Please transcribe exactly, and only, the lines of the data below between the line holding "Target: dryer control panel" and the line holding "Target: muddy ground", inclusive.
Record extracts Start Marker
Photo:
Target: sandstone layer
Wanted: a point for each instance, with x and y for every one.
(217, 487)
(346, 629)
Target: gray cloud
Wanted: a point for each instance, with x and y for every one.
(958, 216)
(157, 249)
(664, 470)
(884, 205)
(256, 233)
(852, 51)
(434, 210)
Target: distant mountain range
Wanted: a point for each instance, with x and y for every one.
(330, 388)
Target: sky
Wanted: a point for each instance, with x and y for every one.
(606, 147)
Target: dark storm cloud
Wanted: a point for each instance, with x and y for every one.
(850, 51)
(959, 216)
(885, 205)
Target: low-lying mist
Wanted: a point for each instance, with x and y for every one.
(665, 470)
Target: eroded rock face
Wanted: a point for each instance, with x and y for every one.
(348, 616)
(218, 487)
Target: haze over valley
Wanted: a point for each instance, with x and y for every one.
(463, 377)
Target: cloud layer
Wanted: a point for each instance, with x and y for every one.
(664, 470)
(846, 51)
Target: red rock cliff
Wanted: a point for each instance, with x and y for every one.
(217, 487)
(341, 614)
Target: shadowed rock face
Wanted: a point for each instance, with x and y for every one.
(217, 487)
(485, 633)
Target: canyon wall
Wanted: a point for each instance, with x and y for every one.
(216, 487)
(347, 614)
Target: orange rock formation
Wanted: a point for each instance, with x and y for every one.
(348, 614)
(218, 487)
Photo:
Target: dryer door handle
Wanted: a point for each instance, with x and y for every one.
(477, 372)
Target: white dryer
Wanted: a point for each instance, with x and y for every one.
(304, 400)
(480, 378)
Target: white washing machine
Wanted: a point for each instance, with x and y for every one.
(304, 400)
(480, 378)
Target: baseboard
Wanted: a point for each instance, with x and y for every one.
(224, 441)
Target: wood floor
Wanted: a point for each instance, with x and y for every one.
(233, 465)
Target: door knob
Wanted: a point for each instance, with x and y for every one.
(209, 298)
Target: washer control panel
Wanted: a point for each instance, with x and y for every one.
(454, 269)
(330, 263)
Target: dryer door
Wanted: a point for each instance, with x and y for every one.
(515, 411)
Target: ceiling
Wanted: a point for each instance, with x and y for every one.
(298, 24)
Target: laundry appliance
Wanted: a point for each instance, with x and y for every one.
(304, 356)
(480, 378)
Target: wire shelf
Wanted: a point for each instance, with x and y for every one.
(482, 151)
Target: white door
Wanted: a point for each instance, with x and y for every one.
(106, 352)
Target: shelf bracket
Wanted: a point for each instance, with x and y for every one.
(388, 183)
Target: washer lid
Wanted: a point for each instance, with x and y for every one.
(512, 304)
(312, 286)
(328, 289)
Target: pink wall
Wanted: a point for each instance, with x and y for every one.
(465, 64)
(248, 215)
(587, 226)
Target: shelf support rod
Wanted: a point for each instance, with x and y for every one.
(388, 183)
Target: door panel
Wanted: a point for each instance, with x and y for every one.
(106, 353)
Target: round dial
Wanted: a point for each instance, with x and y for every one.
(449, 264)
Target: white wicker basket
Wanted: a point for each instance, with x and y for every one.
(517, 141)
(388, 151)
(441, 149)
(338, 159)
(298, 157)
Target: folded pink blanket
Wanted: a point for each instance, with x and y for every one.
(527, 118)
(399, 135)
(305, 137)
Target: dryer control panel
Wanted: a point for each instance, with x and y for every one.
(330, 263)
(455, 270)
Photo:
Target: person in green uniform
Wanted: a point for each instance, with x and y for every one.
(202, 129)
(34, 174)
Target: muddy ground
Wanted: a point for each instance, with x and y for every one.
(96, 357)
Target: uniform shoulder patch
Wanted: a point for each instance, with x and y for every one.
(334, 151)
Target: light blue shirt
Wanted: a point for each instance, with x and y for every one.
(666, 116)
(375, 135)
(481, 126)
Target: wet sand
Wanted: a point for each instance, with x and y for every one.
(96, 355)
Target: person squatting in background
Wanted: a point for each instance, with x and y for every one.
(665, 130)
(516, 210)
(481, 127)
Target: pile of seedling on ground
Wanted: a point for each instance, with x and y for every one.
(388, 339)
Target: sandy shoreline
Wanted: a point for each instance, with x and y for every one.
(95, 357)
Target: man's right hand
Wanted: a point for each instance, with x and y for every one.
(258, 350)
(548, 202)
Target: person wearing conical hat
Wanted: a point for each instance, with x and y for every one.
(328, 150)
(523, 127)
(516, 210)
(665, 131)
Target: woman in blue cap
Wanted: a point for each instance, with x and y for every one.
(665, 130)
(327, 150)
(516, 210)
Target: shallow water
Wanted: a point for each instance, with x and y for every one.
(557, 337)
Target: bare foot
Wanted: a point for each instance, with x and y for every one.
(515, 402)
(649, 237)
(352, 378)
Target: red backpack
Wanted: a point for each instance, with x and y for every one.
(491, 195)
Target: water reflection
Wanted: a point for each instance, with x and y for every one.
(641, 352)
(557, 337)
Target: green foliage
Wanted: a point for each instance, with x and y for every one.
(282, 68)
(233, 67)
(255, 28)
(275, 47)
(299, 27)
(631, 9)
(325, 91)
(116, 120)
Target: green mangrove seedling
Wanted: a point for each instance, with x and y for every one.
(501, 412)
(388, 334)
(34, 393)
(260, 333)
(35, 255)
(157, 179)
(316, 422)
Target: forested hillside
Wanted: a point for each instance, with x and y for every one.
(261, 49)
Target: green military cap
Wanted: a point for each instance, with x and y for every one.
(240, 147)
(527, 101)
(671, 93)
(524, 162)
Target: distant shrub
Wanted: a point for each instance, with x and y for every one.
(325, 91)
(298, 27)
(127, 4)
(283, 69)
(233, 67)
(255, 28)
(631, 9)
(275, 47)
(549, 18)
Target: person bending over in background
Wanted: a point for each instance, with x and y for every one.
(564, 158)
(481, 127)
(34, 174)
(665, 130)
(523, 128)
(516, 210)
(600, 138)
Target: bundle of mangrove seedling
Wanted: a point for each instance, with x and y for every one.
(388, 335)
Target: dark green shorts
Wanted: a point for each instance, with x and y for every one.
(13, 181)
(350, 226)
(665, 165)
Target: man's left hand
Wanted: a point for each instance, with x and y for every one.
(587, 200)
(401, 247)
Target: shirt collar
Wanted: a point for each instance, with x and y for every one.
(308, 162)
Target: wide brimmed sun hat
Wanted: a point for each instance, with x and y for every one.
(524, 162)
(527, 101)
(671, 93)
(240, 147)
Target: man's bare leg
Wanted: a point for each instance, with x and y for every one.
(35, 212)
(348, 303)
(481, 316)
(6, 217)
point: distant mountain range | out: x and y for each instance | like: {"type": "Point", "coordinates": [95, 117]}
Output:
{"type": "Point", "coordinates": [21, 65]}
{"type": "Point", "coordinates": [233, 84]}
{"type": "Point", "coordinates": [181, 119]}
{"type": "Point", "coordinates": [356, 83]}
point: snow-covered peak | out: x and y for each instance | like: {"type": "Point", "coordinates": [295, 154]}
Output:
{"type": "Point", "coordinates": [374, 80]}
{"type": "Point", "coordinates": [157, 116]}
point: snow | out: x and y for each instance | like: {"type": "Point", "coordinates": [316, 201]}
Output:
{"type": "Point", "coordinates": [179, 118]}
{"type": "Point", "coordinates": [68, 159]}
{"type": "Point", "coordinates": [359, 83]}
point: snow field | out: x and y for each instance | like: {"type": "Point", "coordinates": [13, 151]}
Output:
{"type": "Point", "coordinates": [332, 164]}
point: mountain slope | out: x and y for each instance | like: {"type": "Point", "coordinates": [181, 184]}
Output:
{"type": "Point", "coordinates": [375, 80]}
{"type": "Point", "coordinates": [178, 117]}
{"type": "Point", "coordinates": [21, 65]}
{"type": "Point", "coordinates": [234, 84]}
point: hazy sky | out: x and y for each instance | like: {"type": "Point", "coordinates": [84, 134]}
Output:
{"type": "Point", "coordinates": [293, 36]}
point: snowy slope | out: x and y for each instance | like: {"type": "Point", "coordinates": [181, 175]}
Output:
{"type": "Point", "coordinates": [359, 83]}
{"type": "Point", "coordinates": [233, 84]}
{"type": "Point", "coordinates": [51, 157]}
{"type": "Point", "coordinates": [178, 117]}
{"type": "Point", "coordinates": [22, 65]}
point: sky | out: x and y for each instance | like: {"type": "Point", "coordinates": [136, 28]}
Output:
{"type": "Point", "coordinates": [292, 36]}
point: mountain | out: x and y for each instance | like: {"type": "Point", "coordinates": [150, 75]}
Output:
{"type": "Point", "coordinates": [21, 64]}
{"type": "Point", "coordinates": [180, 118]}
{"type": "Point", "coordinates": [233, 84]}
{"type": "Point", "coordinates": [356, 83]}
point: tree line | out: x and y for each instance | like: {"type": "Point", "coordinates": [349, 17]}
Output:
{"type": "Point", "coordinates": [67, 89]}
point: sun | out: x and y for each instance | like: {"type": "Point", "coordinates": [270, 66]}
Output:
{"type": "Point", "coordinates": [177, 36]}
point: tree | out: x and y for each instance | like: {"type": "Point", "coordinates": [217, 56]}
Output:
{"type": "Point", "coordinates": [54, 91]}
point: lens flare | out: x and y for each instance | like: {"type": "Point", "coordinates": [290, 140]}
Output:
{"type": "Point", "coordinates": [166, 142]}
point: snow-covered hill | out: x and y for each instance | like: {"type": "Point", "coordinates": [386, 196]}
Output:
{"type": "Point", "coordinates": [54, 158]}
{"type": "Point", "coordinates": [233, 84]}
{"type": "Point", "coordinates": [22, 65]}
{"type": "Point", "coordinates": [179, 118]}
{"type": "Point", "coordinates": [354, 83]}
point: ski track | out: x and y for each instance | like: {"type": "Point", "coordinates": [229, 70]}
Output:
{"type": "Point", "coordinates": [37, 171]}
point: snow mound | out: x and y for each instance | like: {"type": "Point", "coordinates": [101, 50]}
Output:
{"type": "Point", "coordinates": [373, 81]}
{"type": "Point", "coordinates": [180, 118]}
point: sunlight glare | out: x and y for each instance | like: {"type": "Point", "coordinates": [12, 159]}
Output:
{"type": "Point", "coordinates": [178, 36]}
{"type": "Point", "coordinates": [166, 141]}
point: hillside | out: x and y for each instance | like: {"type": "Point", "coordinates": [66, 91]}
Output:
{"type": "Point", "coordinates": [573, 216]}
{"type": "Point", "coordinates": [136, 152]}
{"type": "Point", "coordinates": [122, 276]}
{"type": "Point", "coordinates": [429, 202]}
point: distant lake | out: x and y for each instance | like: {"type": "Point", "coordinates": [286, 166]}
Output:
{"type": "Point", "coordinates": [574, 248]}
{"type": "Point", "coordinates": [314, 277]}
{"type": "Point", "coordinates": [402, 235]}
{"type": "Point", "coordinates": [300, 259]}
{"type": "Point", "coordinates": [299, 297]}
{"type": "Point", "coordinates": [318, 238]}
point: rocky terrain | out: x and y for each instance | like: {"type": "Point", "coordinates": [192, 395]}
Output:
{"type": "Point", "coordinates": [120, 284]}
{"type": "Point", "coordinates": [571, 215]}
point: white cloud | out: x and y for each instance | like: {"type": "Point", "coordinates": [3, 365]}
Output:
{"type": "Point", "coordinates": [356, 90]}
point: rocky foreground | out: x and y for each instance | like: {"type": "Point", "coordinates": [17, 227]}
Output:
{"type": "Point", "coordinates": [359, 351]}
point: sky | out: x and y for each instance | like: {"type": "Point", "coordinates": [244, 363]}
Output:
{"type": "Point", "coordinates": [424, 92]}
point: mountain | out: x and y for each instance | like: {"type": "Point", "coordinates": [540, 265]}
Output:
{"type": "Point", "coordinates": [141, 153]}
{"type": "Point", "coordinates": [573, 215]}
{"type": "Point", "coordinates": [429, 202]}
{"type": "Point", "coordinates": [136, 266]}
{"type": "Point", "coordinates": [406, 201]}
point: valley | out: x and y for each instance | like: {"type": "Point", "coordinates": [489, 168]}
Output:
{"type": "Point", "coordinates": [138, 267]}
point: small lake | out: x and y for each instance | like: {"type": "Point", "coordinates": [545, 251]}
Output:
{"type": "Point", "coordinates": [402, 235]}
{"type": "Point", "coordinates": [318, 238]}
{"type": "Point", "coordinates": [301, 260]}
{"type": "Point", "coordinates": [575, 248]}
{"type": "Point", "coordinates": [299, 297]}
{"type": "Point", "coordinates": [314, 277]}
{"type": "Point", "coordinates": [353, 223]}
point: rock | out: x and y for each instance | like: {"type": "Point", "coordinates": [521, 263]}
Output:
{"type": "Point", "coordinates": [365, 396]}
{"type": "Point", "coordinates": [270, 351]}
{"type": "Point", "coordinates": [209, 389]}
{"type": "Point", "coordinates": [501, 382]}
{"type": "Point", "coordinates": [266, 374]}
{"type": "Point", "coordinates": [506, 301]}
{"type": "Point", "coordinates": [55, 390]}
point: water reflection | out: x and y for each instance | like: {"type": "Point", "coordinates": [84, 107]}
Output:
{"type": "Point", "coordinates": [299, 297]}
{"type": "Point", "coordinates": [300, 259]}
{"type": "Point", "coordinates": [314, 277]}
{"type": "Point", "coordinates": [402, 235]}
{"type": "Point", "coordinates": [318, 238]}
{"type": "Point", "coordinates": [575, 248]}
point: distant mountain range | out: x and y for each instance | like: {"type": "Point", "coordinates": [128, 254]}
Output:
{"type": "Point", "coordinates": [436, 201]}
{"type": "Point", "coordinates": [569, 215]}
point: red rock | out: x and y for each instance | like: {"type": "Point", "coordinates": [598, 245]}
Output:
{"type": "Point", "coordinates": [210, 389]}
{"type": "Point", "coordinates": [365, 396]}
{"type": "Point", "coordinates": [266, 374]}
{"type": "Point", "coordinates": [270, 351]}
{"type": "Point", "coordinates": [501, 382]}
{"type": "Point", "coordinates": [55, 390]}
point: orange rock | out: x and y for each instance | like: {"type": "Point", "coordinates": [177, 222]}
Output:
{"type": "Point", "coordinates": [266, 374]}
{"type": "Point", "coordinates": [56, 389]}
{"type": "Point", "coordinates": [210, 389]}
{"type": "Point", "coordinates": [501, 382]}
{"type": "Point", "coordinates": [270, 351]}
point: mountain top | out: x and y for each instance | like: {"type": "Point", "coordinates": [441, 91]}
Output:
Record extracts End Marker
> _Solution below_
Target: dryer control panel
Wanted: a point for each instance, with x and y for every one.
(330, 263)
(455, 270)
Photo:
Target: person in green uniform
Wanted: a point for each instance, with x and y for every one.
(202, 129)
(34, 174)
Target: muddy ground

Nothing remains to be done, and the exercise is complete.